* **What you need to do**
(1) In the Guide Rock passage, what does the United States Geological Survey classify the landform as?
(2) Carry on the Guide Rock passage past its final sentence.

* **Selection**

--------------------------------------------------

In 1806, separate expeditions led by Facundo Melgares and Zebulon Pike both journeyed to a large Pawnee village nearby; Pike persuaded the inhabitants to lower the recently received flag of Spain and replace it with that of the United States.
The hill's English name was given to the nearby village of Guide Rock, Nebraska.
Guide Rock is located in Webster County, Nebraska. It lies southeast of the town that bears its name, on the south side of the Republican River and just east of Rankin Creek.
Descriptions of the landform vary. The United States Geological Survey classifies it as a "pillar", which it defines as a "[v]ertical, standing, often spire-shaped, natural rock formation". A local writer described it as a "vast rocky bluff". However, the authors of Roadside Geology of Nebraska state that it is "not so much a rock as a loess bluff of modest size". The difference might be due to human action: in 1973, it was reported that of the five sacred places of the Pawnee, four, including this one, had been "extensively damaged or totally destroyed".

--------------------------------------------------

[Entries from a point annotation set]
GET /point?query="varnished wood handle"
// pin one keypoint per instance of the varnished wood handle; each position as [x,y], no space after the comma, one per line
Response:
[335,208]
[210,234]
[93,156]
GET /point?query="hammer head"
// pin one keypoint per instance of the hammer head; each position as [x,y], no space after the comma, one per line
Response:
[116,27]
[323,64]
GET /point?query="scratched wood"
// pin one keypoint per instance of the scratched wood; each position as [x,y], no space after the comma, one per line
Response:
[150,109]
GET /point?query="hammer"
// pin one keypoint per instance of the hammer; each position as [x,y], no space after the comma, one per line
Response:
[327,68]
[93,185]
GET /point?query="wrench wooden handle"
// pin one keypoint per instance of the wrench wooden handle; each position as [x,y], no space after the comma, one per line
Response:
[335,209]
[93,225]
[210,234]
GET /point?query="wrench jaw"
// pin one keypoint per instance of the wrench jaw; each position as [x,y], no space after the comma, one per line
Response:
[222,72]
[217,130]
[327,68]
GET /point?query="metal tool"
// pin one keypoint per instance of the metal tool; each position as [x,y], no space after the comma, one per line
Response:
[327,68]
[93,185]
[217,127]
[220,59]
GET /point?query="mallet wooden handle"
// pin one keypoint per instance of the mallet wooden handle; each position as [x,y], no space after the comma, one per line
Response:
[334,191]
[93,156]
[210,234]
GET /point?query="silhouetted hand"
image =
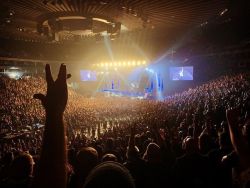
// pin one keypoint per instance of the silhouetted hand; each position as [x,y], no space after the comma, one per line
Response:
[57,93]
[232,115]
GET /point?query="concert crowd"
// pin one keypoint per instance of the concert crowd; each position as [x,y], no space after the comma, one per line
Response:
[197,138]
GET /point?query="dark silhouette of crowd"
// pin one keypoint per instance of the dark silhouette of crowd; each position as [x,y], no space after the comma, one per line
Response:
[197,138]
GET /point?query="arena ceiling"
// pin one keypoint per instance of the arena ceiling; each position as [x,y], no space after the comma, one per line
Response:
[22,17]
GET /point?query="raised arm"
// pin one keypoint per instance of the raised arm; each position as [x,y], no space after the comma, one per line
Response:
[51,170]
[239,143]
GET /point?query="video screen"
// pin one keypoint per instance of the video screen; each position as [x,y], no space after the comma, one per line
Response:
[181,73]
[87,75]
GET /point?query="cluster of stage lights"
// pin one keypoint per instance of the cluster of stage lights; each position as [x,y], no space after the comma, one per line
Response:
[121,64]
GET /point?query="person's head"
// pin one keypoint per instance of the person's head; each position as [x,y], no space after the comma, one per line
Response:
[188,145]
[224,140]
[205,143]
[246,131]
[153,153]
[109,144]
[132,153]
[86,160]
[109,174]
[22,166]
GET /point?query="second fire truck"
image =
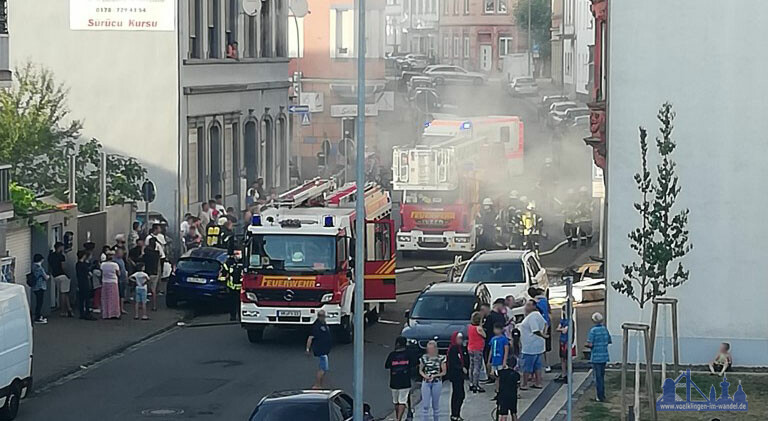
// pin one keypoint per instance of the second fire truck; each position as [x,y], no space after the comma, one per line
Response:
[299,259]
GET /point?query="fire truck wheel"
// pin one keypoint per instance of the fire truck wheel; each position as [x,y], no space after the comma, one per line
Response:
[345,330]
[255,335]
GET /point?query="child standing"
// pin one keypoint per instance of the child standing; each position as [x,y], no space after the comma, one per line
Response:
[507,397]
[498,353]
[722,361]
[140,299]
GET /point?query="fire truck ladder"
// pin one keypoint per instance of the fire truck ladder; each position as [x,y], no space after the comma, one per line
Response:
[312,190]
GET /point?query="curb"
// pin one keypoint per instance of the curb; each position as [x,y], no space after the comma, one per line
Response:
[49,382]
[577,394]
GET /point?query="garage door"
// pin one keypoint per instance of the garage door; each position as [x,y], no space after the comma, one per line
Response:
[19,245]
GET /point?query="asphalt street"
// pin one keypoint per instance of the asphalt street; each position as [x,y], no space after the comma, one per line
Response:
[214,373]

--------------------------------------------------

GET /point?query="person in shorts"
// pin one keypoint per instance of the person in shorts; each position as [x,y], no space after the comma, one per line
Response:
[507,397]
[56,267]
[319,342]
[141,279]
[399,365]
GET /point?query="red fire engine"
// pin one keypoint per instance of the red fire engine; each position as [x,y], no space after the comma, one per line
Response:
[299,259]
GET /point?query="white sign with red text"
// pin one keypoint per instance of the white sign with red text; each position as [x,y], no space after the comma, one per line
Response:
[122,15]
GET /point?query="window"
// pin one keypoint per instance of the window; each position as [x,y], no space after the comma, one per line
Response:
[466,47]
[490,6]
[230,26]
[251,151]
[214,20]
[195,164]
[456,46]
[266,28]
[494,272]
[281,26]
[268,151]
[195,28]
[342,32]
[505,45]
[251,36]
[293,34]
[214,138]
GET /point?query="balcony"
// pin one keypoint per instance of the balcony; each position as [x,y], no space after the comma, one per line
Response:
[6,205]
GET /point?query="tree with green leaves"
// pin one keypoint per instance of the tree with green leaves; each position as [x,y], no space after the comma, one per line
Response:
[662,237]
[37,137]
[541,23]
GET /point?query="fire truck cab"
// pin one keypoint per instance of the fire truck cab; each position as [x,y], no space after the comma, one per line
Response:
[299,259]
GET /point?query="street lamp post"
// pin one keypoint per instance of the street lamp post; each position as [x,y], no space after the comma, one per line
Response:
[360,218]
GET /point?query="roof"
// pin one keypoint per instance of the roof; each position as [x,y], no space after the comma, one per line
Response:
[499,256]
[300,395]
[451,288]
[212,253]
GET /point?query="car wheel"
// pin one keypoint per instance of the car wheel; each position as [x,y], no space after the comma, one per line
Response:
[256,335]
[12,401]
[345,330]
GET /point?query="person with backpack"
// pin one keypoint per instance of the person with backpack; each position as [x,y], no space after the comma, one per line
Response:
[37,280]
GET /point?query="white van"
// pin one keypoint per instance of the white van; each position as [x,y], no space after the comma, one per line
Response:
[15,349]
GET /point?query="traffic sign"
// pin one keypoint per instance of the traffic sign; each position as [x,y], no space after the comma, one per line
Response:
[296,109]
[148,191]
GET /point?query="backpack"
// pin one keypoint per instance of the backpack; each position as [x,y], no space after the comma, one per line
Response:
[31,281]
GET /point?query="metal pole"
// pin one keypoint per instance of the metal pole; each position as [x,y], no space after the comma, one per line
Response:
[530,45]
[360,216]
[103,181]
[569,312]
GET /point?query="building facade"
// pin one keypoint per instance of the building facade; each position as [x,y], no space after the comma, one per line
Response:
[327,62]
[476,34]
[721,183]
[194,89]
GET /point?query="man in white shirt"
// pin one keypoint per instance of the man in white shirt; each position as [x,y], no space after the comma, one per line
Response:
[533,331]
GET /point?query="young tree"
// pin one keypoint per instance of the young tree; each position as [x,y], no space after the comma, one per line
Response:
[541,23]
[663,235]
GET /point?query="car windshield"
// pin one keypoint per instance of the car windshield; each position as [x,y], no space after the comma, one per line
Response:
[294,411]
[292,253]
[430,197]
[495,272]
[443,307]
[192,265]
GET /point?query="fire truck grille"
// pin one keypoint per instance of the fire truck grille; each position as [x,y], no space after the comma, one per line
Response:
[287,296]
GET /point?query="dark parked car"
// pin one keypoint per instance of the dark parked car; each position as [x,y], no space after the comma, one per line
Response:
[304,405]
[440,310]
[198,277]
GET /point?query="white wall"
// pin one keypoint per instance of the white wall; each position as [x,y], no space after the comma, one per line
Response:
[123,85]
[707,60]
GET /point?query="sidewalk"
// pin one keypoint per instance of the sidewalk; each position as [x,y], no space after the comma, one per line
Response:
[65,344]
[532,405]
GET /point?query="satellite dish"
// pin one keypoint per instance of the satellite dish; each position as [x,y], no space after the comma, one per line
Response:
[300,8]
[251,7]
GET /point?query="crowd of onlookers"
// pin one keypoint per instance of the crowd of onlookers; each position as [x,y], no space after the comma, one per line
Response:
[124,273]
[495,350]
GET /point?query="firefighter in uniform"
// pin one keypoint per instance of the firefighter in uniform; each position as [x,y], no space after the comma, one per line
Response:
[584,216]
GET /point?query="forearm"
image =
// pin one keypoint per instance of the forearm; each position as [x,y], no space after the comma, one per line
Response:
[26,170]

--------------------------------------------------

* **Results for the exercise**
(1) A "pillar."

(2)
In the Pawnee traditional religion, the supreme being Tirawa allots supernatural powers to certain animals. These animals, the nahurac, act as Tirawa's servants and messengers, and intercede for the Pawnee with Tirawa.
The nahurac had five lodges. The foremost among them was Pahuk, usually translated "hill island", a bluff on the south side of the Platte River, near the town of Cedar Bluffs in present-day Saunders County, Nebraska. Lalawakohtito, or "dark island", was an island in the Platte near Central City, Nebraska; Ahkawitakol, or "white bank", was on the Loup River opposite the mouth of the Cedar River in what is now Nance County, Nebraska. Kitzawitzuk, translated "water on a bank", also known to the Pawnee as Pahowa, was a spring on the Solomon River near Glen Elder, Kansas; it is usually known today by its Kanza-derived name of Waconda Spring. It now lies beneath the waters of Waconda Reservoir.